* [Material provided]:
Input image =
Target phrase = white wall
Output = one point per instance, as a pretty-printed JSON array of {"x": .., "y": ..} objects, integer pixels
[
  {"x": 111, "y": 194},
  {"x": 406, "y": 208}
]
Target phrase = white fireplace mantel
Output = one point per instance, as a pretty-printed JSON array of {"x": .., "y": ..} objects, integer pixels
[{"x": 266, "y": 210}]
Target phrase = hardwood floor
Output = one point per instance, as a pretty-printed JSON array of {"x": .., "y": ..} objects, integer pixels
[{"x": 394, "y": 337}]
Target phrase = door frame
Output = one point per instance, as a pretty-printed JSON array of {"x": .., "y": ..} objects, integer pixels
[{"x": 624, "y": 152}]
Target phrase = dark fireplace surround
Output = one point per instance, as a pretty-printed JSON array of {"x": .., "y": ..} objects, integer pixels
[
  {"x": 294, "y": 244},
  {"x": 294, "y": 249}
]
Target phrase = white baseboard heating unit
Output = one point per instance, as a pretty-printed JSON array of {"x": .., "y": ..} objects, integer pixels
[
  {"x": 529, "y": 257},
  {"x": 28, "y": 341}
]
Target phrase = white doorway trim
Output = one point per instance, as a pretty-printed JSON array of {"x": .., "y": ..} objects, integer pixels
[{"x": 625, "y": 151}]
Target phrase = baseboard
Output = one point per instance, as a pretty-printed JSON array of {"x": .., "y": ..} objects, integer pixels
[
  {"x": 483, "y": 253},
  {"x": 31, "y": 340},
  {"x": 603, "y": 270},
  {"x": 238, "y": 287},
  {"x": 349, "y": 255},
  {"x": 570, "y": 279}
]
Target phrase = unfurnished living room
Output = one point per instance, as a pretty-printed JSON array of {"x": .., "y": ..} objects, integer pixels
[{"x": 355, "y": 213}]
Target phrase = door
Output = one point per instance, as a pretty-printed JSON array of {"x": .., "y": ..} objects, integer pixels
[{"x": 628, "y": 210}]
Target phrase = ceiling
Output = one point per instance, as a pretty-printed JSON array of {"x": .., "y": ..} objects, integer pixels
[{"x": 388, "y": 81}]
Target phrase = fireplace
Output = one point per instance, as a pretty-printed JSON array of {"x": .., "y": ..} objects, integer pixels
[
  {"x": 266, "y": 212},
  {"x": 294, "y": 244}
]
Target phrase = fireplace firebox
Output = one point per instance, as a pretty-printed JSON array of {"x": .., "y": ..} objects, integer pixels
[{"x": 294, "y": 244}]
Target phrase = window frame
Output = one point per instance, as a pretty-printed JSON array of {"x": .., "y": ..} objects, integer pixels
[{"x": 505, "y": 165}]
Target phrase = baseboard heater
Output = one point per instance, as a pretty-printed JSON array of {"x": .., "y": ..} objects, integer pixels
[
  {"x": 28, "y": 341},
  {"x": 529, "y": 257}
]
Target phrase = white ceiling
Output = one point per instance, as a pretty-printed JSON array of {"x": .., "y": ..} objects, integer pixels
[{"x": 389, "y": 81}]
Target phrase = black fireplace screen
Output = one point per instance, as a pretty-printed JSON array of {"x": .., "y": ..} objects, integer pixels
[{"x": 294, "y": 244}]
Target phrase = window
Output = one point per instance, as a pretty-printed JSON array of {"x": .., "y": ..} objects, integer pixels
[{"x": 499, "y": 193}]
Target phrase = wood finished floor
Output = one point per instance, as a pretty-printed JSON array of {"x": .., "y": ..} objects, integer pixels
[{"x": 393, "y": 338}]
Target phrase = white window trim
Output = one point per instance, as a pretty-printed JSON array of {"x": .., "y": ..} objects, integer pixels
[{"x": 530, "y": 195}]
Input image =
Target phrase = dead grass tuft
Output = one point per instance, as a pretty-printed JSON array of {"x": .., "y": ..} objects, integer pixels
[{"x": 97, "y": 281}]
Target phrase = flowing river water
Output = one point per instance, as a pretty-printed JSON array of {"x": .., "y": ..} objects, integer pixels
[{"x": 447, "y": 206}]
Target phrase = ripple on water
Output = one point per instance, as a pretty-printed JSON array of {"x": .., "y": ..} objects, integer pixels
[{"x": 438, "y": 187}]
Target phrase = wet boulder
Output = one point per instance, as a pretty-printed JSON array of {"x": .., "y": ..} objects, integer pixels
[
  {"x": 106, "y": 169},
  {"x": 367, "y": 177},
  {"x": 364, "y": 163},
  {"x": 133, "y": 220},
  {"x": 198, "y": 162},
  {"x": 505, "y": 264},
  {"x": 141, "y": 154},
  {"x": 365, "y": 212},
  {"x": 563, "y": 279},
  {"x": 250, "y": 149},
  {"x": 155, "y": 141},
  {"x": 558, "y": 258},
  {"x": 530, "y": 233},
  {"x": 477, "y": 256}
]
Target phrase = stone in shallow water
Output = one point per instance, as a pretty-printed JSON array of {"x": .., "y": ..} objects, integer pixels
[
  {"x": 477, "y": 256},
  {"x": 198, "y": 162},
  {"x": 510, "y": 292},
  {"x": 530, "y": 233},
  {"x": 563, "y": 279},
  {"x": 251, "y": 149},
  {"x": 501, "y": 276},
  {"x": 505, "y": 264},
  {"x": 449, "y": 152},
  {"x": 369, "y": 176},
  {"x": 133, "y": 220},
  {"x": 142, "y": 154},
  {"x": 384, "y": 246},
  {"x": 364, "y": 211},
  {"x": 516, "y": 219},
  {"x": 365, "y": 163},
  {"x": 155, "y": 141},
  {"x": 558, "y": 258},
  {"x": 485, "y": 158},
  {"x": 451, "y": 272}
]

* [What you have to do]: Please quote the data word for word, starting at the line that contains "Target phrase = black fireplace screen" and ending at the last line of the data.

* [Exercise answer]:
Target phrase = black fireplace screen
Output = one point per instance, as a pretty-printed JSON array of {"x": .., "y": ..} objects, integer pixels
[{"x": 294, "y": 244}]
Target phrase = window
Output = one point per instance, as a pretty-printed JSON array of {"x": .., "y": ..} objects, integer pixels
[{"x": 499, "y": 193}]
Target phrase = wood finished floor
Output = one point per instance, as a pretty-printed JSON array of {"x": .., "y": ..} objects, integer pixels
[{"x": 393, "y": 338}]
Target phrase = white window trim
Output = one point per instance, as a pretty-printed JSON array of {"x": .., "y": ..} objects, integer pixels
[{"x": 530, "y": 195}]
Input image =
Target phrase = dead grass tuft
Output = one point per instance, as a pretty-printed JSON array of {"x": .., "y": ..} objects, integer pixels
[{"x": 97, "y": 281}]
Target phrase = flowing river water
Output = one point per instance, as a pretty-printed JSON array of {"x": .., "y": ..} objects, integer pixels
[{"x": 447, "y": 206}]
Target phrase = ripple on water
Output = one point per instance, as a pretty-printed JSON array of {"x": .., "y": ..} objects, integer pixels
[{"x": 438, "y": 187}]
Target phrase = wet boulder
Output = one point per instance, as a pretty-printed JSON array of {"x": .., "y": ..} objects, integer pixels
[
  {"x": 106, "y": 169},
  {"x": 367, "y": 177},
  {"x": 364, "y": 163},
  {"x": 133, "y": 220},
  {"x": 198, "y": 162},
  {"x": 505, "y": 264},
  {"x": 141, "y": 154},
  {"x": 365, "y": 212},
  {"x": 563, "y": 279},
  {"x": 250, "y": 149},
  {"x": 155, "y": 141},
  {"x": 558, "y": 258},
  {"x": 530, "y": 233},
  {"x": 477, "y": 256}
]
Target phrase = stone in shallow water
Output = one point per instance, as a pretty-printed JSON array of {"x": .., "y": ..} objects, integer pixels
[
  {"x": 477, "y": 256},
  {"x": 198, "y": 162},
  {"x": 510, "y": 292},
  {"x": 530, "y": 233},
  {"x": 563, "y": 279},
  {"x": 251, "y": 149},
  {"x": 501, "y": 276},
  {"x": 505, "y": 264},
  {"x": 449, "y": 152},
  {"x": 369, "y": 176},
  {"x": 133, "y": 220},
  {"x": 142, "y": 154},
  {"x": 384, "y": 246},
  {"x": 364, "y": 211},
  {"x": 516, "y": 219},
  {"x": 365, "y": 163},
  {"x": 155, "y": 141},
  {"x": 558, "y": 258},
  {"x": 485, "y": 158},
  {"x": 451, "y": 272}
]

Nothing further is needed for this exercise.